> **Data section**:
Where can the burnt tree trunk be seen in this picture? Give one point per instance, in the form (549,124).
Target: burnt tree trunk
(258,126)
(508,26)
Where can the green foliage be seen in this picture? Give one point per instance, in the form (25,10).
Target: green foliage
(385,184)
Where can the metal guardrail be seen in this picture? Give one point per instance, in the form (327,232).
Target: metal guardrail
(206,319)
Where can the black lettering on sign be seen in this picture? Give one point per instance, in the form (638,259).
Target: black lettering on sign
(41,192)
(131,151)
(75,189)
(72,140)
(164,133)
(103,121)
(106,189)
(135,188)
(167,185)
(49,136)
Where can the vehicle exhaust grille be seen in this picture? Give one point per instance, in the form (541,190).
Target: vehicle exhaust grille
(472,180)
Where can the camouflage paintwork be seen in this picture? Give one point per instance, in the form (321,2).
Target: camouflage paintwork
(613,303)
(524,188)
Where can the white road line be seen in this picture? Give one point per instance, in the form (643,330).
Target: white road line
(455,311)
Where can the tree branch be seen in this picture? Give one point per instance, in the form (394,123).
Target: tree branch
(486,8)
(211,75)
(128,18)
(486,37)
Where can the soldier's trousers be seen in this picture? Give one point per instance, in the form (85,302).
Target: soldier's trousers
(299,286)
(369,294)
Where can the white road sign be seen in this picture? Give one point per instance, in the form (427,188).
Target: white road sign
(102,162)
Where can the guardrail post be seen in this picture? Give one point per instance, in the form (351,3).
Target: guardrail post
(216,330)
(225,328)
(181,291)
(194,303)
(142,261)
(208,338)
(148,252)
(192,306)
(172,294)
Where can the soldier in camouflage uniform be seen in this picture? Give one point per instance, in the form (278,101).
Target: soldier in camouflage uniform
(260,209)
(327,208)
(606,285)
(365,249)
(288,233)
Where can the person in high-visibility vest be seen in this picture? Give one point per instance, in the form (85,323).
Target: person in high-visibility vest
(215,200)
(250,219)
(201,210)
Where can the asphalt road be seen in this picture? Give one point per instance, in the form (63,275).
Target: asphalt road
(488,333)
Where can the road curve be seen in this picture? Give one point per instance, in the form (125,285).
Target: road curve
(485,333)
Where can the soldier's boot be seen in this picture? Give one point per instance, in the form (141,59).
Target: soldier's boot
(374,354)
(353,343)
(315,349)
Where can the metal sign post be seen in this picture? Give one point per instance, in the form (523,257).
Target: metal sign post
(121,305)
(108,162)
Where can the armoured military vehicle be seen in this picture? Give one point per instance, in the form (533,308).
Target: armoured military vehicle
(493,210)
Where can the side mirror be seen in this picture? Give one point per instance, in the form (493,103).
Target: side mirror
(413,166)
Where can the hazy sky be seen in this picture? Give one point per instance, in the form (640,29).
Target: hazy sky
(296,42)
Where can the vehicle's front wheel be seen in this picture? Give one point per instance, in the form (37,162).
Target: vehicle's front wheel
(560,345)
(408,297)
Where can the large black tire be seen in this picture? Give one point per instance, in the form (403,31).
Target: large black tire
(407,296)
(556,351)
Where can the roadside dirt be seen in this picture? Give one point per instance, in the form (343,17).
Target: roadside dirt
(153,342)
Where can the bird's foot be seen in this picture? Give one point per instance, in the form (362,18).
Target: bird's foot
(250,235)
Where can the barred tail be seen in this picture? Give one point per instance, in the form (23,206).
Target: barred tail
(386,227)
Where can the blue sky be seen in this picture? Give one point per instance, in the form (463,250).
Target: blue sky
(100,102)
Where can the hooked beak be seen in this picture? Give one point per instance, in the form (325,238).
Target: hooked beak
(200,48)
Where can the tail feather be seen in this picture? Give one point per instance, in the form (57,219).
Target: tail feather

> **The task**:
Write out only the final block of lines, starting at the line with "Where can the large" and running to the end of the material.

> **Response**:
Where can the large black tire be seen in this picture? Give one point per instance, in the form (403,31).
Target: large black tire
(407,296)
(556,351)
Where can the roadside dirt be seen in this picture? Give one point per instance, in the form (343,17).
Target: roadside dirt
(153,342)
Where can the bird's foot be seen in this picture? Give one point per instance, in the form (362,18).
Target: bird's foot
(250,235)
Where can the barred tail be seen in this picture? Give one point per instance, in the form (23,206).
Target: barred tail
(386,227)
Where can the blue sky be seen in this picture? Give one point per instance, in the form (463,250).
Target: blue sky
(100,102)
Where can the hooked beak be seen in this picture? Give one point per instance, in the form (325,238).
Target: hooked beak
(200,48)
Where can the tail feather be seen in this picture? Give one point per instance, in the form (57,219).
Target: tail feather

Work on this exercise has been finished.